Excerpts of pointing data:
━━━

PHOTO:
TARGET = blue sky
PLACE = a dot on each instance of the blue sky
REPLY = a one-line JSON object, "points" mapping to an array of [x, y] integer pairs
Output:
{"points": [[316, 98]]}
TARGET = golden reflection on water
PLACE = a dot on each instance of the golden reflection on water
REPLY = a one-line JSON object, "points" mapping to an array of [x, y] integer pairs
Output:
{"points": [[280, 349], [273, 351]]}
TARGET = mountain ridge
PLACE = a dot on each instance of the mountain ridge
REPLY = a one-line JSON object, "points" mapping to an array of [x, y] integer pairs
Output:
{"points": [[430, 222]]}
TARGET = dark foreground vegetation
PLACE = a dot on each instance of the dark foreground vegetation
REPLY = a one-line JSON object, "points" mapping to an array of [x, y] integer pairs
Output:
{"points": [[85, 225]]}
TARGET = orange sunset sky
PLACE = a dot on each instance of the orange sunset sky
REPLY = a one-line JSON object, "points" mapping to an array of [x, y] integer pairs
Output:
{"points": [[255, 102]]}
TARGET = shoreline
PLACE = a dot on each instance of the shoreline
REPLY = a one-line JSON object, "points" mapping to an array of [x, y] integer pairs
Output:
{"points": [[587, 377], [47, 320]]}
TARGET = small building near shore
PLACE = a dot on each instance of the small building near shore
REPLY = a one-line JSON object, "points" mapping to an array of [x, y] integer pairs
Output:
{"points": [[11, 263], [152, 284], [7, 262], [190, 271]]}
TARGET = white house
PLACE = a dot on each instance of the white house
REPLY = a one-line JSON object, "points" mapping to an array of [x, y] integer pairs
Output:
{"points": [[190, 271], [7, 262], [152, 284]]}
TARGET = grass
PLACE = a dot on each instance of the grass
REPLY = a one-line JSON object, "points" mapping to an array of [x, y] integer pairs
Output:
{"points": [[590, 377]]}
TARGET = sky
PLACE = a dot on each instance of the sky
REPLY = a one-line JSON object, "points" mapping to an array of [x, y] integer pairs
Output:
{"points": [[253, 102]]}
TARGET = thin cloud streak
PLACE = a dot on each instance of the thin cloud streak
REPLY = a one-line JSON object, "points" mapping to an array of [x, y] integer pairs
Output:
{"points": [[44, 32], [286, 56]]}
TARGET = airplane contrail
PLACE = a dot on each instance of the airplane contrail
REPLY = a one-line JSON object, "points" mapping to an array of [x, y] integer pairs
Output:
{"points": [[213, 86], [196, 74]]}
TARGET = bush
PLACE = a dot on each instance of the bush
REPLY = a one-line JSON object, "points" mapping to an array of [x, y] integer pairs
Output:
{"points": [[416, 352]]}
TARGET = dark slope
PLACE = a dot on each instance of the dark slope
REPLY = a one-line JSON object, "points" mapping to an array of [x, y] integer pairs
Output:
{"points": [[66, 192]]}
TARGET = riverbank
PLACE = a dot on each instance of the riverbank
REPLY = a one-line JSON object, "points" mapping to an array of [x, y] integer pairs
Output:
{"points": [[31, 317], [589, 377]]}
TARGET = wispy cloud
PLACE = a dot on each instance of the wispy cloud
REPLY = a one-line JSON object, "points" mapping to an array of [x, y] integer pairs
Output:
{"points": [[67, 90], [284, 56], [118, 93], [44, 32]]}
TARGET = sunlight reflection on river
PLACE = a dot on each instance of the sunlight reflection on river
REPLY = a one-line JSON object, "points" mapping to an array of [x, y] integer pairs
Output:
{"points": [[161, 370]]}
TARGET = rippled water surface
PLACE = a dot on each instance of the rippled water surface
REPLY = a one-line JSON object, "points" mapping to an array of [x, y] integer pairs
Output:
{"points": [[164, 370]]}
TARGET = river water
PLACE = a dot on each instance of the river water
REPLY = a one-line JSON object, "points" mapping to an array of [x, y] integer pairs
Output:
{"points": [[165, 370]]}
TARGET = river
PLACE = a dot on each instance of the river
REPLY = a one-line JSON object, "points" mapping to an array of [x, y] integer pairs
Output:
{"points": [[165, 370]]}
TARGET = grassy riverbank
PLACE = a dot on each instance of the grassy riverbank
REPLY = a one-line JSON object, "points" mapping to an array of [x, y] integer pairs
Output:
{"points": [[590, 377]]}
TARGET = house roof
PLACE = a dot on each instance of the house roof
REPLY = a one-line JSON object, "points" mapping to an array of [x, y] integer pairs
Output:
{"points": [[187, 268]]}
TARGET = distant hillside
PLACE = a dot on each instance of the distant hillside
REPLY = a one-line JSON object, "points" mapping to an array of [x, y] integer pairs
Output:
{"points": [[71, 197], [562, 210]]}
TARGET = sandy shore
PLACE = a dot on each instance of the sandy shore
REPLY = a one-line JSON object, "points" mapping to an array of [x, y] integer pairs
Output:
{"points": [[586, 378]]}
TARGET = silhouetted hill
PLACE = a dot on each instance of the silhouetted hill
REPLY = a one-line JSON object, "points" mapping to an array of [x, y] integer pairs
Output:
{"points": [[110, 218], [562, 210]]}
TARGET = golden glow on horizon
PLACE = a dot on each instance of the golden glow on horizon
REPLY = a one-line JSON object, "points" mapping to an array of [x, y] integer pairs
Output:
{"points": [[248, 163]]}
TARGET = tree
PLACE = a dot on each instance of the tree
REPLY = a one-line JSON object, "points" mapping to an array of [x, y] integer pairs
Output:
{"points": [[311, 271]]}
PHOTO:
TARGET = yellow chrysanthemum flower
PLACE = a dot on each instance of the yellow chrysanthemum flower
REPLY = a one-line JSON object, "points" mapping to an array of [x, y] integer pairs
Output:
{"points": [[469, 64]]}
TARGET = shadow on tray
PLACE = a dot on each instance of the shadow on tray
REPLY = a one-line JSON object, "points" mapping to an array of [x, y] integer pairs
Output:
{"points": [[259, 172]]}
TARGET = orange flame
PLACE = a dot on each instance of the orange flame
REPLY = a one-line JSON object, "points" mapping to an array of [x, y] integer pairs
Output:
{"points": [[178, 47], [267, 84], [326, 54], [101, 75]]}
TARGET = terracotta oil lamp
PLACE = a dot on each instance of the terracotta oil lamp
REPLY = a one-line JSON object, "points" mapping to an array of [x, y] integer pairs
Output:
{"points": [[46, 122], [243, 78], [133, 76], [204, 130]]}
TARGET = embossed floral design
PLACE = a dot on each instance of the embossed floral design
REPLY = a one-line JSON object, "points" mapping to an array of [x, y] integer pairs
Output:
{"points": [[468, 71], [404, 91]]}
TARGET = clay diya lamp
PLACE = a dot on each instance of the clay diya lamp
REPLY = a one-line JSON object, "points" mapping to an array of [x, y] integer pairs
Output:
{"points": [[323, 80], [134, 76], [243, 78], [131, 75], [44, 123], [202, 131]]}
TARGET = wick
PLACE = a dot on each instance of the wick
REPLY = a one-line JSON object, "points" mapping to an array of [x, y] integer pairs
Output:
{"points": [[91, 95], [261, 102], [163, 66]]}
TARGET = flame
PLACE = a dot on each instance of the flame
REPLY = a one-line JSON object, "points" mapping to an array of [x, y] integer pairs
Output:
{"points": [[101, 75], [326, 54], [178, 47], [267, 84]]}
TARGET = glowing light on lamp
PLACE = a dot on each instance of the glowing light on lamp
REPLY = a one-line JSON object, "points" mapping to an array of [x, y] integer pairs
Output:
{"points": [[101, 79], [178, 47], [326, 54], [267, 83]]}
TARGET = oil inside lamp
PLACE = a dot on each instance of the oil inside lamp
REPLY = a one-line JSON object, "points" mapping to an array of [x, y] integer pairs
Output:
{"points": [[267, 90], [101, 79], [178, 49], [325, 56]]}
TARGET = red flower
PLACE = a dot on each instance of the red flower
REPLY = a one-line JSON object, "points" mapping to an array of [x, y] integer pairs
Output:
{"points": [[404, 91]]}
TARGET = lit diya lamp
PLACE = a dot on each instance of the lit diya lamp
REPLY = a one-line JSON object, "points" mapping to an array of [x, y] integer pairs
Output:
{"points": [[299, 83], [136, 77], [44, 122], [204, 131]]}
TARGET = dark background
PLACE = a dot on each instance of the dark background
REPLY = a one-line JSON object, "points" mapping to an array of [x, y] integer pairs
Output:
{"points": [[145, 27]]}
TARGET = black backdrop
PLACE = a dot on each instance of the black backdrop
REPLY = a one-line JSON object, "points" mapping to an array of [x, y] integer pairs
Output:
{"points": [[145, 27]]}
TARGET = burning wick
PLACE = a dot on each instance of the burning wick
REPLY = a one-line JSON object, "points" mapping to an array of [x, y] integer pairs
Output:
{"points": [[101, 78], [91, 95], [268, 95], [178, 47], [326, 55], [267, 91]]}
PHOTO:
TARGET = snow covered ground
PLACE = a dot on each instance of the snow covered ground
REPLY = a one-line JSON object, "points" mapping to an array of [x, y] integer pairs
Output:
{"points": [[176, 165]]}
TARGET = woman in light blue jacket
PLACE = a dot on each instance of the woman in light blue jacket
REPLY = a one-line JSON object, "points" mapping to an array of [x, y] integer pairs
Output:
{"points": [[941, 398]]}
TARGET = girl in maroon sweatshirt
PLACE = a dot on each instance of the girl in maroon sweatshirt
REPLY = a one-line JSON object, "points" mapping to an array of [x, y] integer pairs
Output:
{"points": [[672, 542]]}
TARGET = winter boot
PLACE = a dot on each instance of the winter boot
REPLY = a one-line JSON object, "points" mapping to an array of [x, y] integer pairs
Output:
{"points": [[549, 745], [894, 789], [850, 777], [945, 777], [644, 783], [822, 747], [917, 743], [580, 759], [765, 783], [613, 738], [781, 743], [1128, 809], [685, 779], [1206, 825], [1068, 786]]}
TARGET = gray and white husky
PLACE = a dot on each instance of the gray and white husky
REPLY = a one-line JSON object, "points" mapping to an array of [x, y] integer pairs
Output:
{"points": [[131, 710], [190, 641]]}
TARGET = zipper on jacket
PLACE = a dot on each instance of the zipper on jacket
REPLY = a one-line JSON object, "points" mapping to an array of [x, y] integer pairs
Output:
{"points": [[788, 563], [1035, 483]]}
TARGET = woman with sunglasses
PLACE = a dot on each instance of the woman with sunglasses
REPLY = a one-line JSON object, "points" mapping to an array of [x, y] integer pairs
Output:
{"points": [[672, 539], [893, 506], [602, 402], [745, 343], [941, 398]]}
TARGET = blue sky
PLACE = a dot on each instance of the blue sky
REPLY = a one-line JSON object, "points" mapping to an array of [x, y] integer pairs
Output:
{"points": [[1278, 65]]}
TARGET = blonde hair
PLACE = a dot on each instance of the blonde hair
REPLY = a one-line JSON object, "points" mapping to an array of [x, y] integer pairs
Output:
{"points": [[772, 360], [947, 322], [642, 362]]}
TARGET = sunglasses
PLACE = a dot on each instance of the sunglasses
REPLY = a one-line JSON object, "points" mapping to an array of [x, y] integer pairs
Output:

━━━

Extract exactly the lines between the line containing "TARGET = winter boot" and the end of the data, including both.

◆ Exercise result:
TARGET = winter boot
PLACE = a dot on each instance of the winter boot
REPLY = a one-line JSON object, "points" mapping to an array of [x, y] integer pairs
Output:
{"points": [[549, 745], [894, 789], [850, 777], [945, 777], [644, 783], [822, 747], [917, 743], [580, 759], [765, 783], [613, 738], [781, 743], [1128, 809], [685, 779], [1206, 825], [1068, 786]]}
TARGET = gray and white husky
PLACE = a dot on each instance of the gray and white husky
REPLY = a one-line JSON object, "points" mapping to an array of [x, y] integer pairs
Output:
{"points": [[131, 710], [190, 641]]}
TARGET = zipper on jacket
PLACE = a dot on each instance of the zipper on jacket
REPLY = a one-line JSON object, "points" mapping to an array of [x, y] integer pairs
Output:
{"points": [[788, 563], [1035, 483]]}
TARGET = woman with sunglasses
PLACE = a dot on each instance of the woman with sunglasses
REPLY = a one-line JSON object, "points" mapping to an array of [x, y] integer pairs
Output:
{"points": [[672, 539], [893, 506], [602, 402], [745, 343], [941, 398]]}
TARGET = blue sky
PLACE = a dot on each instance of the blue sky
REPLY = a one-line JSON object, "points" mapping to an array of [x, y] integer pairs
Output:
{"points": [[1278, 65]]}
TARGET = blonde hair
PLACE = a dot on each instance of the blonde hair
REPLY = a one-line JSON object, "points" mapping to an array of [x, y] integer pairs
Output:
{"points": [[772, 360], [947, 322], [642, 362]]}
TARGET = sunglasses
PLACE = a dot on each instance of the sunglasses
REPLY = a one-line JSON object, "points" mapping to an array of [x, y] integer pairs
Output:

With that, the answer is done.